** begin Recorded information **
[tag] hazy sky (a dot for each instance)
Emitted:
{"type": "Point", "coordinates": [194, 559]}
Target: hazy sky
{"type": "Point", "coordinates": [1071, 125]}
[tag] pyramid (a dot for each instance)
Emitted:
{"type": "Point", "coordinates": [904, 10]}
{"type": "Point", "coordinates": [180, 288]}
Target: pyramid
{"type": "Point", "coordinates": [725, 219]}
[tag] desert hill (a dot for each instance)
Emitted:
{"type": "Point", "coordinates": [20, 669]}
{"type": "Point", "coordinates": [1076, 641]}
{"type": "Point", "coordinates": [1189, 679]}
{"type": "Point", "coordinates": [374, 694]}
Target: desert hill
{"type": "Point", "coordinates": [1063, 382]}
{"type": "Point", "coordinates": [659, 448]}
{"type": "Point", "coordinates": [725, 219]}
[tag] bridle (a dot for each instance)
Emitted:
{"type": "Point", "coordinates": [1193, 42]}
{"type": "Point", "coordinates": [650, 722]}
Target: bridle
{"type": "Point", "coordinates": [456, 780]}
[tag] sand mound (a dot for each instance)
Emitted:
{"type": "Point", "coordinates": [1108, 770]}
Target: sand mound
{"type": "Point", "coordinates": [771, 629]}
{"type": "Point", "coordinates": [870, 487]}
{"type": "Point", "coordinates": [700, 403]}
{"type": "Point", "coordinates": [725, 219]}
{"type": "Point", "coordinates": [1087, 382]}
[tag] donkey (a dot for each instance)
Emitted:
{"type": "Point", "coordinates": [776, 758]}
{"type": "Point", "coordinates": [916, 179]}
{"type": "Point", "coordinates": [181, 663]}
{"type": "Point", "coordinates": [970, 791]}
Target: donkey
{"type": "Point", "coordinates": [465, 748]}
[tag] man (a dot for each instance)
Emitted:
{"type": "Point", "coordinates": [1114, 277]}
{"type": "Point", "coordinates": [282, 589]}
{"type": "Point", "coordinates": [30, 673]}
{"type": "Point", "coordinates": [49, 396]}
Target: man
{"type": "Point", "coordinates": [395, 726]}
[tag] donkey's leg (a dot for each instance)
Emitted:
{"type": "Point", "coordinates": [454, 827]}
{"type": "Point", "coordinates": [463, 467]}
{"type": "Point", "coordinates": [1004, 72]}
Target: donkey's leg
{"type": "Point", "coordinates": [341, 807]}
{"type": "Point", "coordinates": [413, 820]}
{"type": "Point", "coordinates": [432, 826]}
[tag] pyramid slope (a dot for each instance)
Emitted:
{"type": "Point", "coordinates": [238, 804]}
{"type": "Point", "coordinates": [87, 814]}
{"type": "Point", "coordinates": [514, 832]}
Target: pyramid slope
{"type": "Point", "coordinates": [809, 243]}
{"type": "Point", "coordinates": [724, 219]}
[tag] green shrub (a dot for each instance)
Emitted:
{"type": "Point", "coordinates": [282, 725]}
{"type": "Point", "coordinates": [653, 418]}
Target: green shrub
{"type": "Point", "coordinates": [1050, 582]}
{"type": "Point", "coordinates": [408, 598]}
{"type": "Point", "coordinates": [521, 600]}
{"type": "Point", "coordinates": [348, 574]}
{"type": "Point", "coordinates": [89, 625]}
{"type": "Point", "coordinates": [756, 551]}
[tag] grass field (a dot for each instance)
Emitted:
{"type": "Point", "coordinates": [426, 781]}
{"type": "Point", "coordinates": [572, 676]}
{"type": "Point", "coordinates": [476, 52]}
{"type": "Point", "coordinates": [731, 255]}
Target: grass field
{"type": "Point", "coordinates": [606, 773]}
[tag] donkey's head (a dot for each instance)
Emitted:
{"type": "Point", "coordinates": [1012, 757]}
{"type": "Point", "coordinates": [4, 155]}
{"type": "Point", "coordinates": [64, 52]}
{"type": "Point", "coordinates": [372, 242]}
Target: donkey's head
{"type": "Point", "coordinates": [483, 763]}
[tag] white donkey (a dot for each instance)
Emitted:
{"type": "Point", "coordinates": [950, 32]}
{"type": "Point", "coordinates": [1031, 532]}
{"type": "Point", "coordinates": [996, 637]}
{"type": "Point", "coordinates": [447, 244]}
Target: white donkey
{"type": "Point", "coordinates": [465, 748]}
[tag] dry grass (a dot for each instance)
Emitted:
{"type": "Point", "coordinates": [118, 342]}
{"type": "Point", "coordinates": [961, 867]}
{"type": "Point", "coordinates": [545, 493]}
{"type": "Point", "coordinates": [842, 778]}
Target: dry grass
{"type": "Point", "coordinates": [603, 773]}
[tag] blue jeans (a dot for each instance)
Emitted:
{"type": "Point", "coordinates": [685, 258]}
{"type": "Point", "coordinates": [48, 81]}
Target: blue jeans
** end Recorded information **
Set task ▸ Recast the lines as a Markdown table with the columns n and Line, starting with the line that contains "[tag] dry grass (a dot for each instance)" and going on through the line that contains "Target: dry grass". Include only those lines, number them in order, and leave out any blank lines.

Solution ▸
| n | Line |
|---|---|
| 1 | [tag] dry grass (a dot for each instance) |
| 2 | Emitted: |
| 3 | {"type": "Point", "coordinates": [118, 342]} |
| 4 | {"type": "Point", "coordinates": [961, 867]} |
| 5 | {"type": "Point", "coordinates": [545, 493]} |
| 6 | {"type": "Point", "coordinates": [842, 778]} |
| 7 | Target: dry grass |